Fruits yellow, poison a fellow;
Fruits red, go ahead!

Those who are allergic to the Rhus plants may also be allergic to several related plants, including the mango, found in Hawaii, California, and Florida; the ginkgo tree, found in the southeastern United States; and cashew nut shell oil.

Treatment for POISON IVY, POISON OAK, AND POISON SUMAC

The early stages of contact dermatitis are best treated with cold, wet soaks or dressings, especially when there is blistering and oozing. These soaks cleanse and dry the area, regardless of the cause of the rash, and relieve itching and burning. Wet dressings may be applied by dipping a turkish towel or clean cloth in cool tap water or ice water. (A colder solution is more effective in relieving itching.) One can combine water and cracked ice, wrap it in a towel, and apply it directly to the area. Larger areas may be soaked in pans, buckets or tubs, but the water should not be ice cold. A bath tub is especially useful when the rash covers much of the body or involves the groin, buttocks, or genitals. (See the Formulary for a description of agents and methods for soaks and wet dressings.)

> **GOAL OF THE EXERCISE**
Reproduce the poison ivy text word for word from "Treatment for POISON" up to and including "and wet dressings.)". Work from the poison ivy text alone, without outside knowledge.

> **SUPPLIED INFORMATION**

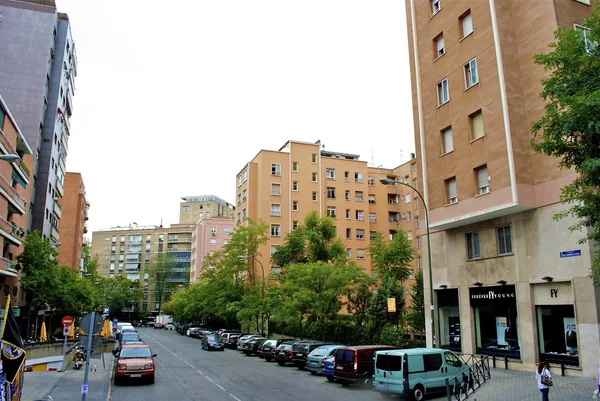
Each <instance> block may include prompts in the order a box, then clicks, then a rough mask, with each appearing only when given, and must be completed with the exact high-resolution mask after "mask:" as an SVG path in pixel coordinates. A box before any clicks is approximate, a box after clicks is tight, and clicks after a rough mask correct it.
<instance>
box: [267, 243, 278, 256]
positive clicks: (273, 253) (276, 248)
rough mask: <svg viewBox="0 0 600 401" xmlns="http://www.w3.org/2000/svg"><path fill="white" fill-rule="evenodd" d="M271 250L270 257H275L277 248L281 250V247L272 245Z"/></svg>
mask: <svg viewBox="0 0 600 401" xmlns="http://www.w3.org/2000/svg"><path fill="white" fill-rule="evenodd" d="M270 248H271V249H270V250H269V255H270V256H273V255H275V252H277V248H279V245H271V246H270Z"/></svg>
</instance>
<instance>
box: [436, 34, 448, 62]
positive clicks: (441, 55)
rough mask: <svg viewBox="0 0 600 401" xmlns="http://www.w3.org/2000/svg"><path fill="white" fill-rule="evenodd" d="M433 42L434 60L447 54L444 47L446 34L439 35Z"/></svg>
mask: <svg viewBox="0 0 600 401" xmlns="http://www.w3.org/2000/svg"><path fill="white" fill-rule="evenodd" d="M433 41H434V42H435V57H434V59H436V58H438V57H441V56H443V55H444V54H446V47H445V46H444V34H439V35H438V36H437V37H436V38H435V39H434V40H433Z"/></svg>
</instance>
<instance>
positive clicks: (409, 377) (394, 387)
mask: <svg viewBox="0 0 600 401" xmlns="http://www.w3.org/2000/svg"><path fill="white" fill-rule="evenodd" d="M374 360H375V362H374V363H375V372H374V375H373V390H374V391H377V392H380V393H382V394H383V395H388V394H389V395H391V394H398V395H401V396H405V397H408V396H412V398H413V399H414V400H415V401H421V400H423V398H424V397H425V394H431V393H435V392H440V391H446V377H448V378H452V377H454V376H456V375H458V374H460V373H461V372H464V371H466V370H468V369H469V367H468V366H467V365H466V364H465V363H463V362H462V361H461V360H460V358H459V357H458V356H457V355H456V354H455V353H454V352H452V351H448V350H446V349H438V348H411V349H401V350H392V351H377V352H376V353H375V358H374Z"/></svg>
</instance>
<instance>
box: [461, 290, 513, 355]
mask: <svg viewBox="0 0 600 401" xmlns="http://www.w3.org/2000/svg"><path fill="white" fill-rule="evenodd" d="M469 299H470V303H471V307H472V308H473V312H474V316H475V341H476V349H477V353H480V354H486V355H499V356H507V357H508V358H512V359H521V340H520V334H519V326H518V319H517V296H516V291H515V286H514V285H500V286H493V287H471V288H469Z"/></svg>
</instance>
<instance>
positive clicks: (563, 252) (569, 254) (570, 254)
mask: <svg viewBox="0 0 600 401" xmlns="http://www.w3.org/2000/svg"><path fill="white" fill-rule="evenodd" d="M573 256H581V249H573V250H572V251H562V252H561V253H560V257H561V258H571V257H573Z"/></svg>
--
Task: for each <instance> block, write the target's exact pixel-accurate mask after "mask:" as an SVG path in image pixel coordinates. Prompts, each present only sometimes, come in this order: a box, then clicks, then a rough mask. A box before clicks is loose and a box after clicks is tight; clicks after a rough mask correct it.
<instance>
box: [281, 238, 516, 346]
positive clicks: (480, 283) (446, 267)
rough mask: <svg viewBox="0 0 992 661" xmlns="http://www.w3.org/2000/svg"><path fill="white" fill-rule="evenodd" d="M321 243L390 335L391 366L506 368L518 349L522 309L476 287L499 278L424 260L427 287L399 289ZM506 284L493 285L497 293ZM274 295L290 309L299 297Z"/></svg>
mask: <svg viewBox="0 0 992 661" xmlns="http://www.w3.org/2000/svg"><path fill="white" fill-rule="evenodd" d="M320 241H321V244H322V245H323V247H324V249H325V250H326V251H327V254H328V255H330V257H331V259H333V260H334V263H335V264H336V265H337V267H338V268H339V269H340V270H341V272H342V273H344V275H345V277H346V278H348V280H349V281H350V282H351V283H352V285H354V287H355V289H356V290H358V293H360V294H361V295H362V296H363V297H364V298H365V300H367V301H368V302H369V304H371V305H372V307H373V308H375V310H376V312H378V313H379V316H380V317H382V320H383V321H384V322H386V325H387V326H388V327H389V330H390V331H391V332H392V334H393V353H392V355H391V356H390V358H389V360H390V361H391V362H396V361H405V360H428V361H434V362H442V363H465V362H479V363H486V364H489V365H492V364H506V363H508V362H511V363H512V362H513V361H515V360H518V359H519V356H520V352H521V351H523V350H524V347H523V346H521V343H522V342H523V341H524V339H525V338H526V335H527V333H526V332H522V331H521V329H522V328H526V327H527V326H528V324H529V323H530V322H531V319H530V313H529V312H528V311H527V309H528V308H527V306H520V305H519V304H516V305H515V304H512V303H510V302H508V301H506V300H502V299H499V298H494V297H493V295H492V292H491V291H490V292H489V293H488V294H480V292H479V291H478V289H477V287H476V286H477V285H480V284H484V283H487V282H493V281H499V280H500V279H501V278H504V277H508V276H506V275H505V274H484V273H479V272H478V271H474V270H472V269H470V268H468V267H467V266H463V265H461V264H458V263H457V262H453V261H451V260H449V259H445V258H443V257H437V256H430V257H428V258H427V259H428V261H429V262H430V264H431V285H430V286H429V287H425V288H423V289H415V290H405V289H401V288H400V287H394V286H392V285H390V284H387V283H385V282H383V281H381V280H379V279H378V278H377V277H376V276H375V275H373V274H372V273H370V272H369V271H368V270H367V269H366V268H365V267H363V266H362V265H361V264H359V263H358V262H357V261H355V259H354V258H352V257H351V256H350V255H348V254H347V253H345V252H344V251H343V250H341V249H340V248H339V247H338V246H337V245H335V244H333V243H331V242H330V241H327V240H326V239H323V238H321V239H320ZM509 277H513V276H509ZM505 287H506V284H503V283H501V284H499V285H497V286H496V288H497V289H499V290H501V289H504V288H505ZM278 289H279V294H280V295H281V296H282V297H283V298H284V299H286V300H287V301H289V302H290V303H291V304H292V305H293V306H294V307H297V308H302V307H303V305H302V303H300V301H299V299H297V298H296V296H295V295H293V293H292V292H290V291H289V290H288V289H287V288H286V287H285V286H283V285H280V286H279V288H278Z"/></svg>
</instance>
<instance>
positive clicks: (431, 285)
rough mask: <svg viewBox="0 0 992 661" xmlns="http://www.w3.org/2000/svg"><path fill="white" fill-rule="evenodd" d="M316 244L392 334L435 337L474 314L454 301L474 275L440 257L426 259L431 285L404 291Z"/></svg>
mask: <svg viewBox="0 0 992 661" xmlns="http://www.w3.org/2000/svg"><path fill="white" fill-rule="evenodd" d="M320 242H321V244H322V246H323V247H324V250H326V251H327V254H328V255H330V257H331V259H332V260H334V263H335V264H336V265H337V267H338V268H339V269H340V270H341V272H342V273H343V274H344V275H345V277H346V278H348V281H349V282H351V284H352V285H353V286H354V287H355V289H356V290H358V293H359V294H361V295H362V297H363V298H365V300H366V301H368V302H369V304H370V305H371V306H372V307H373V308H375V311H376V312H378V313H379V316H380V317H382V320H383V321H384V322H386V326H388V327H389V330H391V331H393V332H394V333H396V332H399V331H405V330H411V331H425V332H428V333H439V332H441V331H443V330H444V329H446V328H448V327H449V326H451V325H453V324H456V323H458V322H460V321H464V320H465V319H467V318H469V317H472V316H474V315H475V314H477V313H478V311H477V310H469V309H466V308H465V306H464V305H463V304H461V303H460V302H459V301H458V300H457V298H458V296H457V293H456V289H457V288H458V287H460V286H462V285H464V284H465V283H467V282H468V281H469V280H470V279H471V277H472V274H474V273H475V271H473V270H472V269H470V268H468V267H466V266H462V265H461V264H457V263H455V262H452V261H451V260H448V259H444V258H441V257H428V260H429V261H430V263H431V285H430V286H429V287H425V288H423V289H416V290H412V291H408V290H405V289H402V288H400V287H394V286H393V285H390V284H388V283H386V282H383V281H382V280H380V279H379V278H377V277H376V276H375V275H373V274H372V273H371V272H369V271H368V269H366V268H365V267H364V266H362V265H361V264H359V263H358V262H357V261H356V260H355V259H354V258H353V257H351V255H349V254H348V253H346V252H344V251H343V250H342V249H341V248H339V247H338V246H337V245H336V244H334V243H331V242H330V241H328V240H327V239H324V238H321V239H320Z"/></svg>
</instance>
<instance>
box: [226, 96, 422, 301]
--
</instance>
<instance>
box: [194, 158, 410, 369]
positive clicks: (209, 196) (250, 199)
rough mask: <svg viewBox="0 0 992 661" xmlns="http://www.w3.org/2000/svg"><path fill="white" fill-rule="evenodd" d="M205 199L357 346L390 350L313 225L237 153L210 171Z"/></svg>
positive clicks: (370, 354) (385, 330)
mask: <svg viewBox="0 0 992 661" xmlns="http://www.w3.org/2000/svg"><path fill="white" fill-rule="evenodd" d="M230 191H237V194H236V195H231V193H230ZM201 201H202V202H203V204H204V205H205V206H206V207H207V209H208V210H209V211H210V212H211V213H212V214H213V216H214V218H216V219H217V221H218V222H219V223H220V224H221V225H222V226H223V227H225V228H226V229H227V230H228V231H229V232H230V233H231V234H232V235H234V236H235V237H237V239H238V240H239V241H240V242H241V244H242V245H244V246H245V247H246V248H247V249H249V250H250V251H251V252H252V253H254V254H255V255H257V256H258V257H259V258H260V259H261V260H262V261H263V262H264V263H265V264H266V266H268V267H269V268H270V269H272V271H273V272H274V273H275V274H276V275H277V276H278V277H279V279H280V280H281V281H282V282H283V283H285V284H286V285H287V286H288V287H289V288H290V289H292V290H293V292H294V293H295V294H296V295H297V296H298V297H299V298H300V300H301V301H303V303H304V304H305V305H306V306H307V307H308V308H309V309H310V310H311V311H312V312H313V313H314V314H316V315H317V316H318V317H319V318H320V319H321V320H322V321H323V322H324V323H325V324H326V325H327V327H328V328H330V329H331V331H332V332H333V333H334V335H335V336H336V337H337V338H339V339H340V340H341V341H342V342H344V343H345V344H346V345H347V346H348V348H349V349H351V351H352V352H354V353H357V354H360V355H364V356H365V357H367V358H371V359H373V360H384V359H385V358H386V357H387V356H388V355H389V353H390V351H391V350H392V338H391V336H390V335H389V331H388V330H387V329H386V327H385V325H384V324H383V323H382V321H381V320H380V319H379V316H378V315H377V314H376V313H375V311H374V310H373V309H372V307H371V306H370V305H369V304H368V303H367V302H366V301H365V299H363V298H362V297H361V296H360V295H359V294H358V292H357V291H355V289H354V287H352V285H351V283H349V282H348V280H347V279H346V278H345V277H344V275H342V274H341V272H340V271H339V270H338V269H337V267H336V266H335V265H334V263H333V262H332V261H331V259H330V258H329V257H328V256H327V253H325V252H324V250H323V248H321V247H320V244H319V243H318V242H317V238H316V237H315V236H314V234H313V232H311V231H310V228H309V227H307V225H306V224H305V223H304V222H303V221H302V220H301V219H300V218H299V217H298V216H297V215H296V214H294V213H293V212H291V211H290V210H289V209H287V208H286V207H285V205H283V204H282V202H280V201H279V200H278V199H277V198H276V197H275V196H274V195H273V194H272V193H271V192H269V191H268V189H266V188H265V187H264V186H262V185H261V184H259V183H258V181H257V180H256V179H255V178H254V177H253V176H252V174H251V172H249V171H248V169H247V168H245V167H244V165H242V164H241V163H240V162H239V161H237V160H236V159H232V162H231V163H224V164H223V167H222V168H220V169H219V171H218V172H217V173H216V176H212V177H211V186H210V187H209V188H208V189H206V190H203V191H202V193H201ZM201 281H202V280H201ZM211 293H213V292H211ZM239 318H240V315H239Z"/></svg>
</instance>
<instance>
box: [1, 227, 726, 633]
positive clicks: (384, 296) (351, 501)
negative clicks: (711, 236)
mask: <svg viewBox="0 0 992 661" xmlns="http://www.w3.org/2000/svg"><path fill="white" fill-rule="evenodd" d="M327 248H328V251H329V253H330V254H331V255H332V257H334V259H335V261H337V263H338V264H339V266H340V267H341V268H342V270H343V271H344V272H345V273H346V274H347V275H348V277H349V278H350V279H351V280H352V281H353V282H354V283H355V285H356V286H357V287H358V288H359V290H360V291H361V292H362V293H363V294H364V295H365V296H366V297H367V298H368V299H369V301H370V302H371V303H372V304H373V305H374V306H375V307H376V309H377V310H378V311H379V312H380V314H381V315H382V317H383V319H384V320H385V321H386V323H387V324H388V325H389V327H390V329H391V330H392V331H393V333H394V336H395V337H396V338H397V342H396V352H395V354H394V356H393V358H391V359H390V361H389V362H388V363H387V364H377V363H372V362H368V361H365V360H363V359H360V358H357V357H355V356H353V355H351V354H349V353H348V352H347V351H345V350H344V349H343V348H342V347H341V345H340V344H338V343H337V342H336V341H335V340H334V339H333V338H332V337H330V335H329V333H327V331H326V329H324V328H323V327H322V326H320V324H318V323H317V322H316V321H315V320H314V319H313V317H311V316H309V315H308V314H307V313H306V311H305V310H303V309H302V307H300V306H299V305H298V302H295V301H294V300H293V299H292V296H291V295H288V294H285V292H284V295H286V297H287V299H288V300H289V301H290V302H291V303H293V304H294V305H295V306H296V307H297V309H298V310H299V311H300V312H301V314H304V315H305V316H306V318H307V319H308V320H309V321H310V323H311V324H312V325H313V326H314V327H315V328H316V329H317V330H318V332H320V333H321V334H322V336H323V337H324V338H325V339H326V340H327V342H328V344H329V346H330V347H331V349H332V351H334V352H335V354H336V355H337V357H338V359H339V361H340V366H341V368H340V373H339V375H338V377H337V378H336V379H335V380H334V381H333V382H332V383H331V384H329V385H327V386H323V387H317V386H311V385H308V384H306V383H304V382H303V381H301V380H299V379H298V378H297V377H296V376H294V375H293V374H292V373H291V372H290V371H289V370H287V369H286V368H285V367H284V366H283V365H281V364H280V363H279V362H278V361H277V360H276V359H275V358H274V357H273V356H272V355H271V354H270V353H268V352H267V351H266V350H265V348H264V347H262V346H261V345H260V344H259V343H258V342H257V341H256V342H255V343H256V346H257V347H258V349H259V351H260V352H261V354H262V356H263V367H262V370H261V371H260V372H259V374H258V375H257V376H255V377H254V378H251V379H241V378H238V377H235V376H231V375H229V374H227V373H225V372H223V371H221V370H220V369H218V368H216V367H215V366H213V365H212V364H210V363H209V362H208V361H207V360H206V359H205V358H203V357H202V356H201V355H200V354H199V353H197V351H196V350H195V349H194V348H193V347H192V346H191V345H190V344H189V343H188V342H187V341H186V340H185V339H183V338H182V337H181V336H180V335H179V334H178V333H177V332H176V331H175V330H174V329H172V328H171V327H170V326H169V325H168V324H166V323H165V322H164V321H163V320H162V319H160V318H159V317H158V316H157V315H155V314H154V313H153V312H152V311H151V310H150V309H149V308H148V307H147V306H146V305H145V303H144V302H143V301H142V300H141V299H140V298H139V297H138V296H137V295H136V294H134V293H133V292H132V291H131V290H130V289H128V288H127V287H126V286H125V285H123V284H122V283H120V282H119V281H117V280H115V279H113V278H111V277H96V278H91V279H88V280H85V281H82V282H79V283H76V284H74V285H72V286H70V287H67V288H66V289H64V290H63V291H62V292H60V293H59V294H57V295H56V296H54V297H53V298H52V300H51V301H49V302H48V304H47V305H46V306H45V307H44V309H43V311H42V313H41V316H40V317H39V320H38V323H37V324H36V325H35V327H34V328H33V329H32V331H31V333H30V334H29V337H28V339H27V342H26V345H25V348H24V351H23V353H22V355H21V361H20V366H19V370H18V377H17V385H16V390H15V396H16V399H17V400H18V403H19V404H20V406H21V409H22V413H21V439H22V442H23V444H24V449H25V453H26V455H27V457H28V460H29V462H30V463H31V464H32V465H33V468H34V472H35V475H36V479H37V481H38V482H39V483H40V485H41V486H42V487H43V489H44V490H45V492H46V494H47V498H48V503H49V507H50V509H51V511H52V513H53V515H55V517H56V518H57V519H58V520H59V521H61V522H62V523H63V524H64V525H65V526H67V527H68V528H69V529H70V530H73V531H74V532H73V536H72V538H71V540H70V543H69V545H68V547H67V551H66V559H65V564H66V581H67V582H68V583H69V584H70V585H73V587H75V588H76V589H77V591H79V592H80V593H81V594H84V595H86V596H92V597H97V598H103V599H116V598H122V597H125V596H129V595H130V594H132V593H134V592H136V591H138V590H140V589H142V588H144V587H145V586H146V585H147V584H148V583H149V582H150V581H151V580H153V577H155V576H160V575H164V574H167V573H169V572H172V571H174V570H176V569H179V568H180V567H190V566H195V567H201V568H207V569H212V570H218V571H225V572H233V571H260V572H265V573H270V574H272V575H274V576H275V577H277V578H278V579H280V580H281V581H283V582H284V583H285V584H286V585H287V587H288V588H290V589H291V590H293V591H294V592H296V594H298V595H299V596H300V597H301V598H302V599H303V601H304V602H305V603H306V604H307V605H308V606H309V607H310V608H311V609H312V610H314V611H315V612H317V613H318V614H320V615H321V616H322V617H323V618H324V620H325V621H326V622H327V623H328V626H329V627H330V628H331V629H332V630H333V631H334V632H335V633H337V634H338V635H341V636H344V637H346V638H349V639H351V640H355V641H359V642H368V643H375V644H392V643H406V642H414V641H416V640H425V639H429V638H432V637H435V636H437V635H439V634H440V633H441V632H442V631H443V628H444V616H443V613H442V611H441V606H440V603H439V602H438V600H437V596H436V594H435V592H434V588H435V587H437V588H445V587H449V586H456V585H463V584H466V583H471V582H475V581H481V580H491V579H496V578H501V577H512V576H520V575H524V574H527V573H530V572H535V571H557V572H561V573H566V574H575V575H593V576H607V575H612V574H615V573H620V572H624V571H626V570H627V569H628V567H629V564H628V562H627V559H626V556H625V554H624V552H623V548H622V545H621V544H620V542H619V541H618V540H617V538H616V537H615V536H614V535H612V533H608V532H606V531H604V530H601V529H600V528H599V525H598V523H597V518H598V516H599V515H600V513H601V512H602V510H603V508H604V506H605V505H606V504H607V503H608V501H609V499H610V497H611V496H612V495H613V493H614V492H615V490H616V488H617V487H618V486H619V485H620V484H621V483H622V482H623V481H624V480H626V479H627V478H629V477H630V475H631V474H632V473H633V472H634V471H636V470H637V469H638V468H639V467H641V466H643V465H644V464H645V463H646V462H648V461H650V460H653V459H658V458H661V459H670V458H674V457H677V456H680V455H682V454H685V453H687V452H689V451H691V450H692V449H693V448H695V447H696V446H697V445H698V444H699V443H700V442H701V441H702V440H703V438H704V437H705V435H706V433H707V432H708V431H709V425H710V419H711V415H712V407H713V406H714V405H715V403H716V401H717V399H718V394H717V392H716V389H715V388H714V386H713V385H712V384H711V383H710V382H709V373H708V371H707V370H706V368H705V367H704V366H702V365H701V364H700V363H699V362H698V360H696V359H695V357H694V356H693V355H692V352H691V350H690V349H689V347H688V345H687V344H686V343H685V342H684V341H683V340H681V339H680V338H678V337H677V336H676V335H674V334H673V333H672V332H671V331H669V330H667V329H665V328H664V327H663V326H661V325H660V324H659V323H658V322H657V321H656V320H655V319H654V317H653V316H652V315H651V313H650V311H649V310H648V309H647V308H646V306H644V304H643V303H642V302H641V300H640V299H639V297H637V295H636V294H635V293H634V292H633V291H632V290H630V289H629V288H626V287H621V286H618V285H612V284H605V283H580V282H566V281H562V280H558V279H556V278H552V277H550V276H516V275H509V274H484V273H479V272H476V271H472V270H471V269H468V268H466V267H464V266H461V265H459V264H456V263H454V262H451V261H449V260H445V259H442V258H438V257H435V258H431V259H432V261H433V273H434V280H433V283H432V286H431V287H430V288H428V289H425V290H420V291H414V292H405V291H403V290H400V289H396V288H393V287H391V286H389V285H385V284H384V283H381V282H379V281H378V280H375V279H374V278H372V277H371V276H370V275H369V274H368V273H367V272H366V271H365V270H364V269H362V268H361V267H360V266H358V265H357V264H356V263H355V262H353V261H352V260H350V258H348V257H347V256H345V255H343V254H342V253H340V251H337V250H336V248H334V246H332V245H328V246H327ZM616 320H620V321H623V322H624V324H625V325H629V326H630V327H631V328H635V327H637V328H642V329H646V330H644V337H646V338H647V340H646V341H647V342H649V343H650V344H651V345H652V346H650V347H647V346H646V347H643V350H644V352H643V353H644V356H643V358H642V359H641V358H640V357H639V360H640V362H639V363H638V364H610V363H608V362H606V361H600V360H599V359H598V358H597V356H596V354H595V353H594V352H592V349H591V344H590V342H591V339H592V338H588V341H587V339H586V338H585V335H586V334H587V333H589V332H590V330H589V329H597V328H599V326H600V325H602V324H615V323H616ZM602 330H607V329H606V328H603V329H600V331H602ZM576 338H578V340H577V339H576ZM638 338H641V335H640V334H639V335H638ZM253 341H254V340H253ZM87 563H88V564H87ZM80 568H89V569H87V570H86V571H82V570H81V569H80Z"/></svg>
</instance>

> **ANSWER BOX**
Treatment for POISON IVY, POISON OAK, AND POISON SUMAC

The early stages of contact dermatitis are best treated with cold, wet soaks or dressings, especially when there is blistering and oozing. These soaks cleanse and dry the area, regardless of the cause of the rash, and relieve itching and burning. Wet dressings may be applied by dipping a turkish towel or clean cloth in cool tap water or ice water. (A colder solution is more effective in relieving itching.) One can combine water and cracked ice, wrap it in a towel, and apply it directly to the area. Larger areas may be soaked in pans, buckets or tubs, but the water should not be ice cold. A bath tub is especially useful when the rash covers much of the body or involves the groin, buttocks, or genitals. (See the Formulary for a description of agents and methods for soaks and wet dressings.)